WHAT NEEDS TO BE DONE: Print the rows word for word, from the very start through the line containing "181 261 L 178", including that line.

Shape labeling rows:
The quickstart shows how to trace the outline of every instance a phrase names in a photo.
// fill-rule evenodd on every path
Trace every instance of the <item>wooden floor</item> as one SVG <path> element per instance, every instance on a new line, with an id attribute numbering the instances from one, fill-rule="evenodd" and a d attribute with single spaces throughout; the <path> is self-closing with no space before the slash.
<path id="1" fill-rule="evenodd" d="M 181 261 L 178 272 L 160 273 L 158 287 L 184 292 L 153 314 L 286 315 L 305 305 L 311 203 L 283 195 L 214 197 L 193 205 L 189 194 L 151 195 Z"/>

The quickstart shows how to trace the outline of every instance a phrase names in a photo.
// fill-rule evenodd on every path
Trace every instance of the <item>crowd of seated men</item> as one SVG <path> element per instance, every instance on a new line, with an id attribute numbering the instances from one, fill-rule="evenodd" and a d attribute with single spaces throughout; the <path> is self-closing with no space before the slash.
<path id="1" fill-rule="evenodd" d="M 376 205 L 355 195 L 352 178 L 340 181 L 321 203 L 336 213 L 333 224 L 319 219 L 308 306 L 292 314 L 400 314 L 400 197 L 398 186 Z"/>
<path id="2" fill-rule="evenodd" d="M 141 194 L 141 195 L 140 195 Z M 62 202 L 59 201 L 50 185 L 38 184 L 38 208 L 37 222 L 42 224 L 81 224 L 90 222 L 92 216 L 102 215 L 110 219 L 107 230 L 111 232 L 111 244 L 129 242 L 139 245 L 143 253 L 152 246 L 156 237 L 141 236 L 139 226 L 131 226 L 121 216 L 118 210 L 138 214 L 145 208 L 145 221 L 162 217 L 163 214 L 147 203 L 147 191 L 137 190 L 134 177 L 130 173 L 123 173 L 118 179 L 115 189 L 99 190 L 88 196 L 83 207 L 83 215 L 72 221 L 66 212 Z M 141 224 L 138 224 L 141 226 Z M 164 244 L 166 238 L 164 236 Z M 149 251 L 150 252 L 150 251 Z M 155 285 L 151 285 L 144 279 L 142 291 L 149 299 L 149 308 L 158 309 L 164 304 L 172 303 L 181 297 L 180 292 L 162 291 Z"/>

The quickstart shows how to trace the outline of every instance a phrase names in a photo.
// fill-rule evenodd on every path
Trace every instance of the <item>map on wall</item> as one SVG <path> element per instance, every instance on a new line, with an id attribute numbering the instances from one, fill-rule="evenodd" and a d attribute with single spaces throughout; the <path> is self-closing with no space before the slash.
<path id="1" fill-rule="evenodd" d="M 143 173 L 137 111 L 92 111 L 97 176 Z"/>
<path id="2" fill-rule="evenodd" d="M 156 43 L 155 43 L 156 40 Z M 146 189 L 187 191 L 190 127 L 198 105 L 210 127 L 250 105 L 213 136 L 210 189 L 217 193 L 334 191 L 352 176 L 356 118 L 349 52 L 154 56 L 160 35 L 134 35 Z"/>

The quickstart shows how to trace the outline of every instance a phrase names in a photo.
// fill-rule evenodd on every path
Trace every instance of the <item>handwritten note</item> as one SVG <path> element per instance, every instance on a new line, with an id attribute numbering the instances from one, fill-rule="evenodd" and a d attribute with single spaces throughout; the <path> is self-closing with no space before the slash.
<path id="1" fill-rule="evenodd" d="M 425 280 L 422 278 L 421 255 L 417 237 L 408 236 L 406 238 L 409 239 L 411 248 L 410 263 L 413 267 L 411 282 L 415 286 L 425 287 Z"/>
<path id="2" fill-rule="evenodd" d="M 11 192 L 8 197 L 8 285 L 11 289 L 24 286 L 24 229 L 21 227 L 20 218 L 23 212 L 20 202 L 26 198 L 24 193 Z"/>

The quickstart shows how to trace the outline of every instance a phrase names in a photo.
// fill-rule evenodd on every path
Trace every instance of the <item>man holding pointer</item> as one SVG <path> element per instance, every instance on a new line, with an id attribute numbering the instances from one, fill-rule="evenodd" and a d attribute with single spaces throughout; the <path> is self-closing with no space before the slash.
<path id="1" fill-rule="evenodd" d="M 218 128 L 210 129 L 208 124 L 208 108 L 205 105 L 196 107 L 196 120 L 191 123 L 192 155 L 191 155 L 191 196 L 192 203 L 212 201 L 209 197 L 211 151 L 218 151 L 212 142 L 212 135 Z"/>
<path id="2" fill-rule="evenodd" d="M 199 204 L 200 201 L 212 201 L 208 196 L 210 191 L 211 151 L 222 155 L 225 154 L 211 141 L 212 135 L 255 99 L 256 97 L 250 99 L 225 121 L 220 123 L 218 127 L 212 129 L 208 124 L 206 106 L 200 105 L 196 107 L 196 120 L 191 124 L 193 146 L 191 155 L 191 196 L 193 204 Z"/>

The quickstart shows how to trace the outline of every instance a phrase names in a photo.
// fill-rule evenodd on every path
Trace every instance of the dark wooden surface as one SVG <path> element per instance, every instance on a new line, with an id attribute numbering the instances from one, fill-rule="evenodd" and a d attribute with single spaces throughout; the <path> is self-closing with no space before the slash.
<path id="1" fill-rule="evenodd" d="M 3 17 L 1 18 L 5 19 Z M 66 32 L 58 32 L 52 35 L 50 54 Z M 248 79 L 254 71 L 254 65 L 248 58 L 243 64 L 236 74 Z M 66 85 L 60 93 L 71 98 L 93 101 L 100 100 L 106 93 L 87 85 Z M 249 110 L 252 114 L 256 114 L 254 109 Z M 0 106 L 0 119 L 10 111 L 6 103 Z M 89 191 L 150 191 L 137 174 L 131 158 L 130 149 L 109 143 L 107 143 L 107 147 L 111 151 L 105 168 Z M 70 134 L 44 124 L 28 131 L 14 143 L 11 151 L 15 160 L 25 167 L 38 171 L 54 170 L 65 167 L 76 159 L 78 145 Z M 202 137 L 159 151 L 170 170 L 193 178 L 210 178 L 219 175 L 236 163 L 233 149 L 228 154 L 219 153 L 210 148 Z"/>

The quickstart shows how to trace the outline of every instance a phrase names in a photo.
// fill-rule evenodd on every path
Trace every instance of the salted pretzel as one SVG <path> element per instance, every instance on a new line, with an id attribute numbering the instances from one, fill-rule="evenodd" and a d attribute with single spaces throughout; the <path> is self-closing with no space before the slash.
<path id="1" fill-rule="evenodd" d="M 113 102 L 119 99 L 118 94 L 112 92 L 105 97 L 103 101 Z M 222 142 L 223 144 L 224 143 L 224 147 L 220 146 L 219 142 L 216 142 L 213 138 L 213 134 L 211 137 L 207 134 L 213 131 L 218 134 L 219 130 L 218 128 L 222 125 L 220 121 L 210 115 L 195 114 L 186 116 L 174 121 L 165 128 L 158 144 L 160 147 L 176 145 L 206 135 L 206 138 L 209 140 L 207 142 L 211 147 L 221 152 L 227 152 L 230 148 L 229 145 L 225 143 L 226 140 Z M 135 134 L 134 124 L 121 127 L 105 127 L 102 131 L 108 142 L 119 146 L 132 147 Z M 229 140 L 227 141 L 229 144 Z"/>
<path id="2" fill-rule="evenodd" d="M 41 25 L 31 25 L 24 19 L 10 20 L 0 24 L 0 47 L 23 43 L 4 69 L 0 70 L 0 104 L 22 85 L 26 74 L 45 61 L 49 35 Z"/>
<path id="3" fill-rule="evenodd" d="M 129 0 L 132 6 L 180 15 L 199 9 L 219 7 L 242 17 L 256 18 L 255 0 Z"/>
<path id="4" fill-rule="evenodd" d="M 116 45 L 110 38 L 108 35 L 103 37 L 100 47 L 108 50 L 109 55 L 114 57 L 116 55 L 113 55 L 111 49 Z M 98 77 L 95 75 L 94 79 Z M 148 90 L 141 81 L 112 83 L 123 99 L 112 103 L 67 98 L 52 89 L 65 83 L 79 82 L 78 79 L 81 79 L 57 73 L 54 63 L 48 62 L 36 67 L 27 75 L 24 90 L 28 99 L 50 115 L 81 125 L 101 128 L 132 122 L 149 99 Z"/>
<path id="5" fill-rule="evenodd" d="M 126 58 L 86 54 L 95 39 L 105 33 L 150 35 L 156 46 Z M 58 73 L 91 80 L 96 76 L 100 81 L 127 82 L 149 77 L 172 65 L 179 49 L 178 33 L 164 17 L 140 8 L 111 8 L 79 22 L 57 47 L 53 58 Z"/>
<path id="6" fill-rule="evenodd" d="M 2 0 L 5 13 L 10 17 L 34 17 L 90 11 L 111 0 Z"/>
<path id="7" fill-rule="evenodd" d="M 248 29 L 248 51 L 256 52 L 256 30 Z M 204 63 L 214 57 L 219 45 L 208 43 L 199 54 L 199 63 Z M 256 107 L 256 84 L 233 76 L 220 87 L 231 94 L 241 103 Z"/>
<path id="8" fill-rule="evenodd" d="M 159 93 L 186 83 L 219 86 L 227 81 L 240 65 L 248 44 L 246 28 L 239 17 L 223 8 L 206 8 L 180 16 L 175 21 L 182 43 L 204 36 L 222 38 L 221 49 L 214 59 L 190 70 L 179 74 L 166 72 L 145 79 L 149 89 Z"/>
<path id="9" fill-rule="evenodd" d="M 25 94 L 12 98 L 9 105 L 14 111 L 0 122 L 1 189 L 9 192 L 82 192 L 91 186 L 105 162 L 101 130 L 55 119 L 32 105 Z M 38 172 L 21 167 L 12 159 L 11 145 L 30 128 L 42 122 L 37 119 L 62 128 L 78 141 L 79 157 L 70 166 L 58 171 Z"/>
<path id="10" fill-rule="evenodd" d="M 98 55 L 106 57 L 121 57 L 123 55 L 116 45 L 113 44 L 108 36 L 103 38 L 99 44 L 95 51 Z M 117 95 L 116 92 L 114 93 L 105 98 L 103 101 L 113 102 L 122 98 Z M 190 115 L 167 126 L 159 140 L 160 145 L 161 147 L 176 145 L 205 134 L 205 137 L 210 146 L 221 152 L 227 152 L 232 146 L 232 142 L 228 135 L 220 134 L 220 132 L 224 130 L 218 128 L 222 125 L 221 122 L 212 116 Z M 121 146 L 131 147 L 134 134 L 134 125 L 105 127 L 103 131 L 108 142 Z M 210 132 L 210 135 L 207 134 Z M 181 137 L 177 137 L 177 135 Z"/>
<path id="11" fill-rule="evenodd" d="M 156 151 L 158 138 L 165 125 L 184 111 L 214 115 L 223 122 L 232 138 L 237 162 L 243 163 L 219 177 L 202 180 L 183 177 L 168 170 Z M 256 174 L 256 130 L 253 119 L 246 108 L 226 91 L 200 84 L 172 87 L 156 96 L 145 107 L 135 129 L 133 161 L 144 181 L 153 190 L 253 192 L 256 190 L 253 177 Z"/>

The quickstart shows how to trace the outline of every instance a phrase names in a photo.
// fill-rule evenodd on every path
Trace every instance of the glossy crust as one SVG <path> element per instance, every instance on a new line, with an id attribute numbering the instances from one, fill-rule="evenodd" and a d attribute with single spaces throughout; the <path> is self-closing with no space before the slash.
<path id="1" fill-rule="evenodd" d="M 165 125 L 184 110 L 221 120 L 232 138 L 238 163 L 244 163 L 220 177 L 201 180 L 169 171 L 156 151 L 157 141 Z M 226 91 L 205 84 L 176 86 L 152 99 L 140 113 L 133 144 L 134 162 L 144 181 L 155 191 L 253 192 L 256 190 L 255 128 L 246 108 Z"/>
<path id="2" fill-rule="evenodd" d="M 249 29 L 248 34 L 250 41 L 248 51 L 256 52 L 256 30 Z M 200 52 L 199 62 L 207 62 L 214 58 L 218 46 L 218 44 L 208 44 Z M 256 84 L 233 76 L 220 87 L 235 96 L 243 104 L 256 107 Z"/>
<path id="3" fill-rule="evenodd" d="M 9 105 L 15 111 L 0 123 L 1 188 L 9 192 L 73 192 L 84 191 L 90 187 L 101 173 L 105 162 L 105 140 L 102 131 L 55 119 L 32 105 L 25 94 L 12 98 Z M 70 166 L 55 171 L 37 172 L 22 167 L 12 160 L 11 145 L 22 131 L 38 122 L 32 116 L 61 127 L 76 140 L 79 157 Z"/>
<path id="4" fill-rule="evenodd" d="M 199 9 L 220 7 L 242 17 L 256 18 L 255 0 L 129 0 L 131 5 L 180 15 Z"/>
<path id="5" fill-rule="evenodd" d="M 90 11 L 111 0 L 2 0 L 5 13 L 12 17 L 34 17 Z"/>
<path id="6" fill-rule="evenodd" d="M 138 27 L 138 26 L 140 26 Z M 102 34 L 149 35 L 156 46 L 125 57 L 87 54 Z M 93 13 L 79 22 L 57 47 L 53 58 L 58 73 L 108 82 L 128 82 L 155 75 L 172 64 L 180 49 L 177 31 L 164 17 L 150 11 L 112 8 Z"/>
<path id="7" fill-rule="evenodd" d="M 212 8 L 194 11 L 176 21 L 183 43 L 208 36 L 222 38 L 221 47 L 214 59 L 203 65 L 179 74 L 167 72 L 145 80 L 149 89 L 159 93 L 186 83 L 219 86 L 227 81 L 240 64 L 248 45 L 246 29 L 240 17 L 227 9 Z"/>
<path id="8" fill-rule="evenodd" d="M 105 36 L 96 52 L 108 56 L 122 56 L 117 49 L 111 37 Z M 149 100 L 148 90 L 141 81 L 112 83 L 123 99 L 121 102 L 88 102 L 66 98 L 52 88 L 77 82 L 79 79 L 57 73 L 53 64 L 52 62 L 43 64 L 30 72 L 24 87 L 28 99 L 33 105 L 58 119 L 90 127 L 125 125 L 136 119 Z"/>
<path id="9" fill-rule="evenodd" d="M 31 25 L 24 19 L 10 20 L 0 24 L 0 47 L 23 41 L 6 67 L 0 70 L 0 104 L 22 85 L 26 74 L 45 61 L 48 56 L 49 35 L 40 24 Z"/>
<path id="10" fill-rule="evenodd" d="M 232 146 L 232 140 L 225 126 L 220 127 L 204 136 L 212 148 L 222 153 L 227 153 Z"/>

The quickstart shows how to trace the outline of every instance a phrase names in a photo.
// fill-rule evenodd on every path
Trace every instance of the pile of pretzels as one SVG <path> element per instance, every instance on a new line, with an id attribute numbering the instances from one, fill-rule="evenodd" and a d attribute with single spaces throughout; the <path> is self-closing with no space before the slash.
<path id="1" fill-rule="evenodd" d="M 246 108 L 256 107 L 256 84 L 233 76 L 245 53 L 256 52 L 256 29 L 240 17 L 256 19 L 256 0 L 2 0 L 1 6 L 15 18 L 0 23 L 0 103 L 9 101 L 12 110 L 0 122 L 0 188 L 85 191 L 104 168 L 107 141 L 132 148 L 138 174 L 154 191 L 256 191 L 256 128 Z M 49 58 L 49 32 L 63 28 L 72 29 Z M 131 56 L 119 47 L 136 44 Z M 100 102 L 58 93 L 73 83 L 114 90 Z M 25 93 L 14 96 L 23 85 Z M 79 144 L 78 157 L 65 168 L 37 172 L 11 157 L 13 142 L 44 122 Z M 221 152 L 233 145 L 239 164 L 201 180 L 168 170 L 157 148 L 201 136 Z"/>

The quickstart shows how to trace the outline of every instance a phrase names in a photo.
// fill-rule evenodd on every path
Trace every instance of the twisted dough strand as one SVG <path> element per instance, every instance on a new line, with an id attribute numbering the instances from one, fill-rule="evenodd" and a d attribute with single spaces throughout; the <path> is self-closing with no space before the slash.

REPLY:
The quickstart shows how to trace the outline of every instance a phrase names in a photo.
// fill-rule evenodd on every path
Trace every instance of the <item>wooden floor</item> as one SVG <path> element per instance, every instance on a new line, with an id attribute numbering the instances from one, fill-rule="evenodd" and a d attribute with single spaces throughout; the <path> is self-closing with no space before the slash.
<path id="1" fill-rule="evenodd" d="M 181 261 L 178 272 L 160 273 L 158 287 L 184 292 L 153 314 L 286 315 L 305 305 L 311 203 L 283 195 L 214 197 L 193 205 L 189 194 L 151 195 Z"/>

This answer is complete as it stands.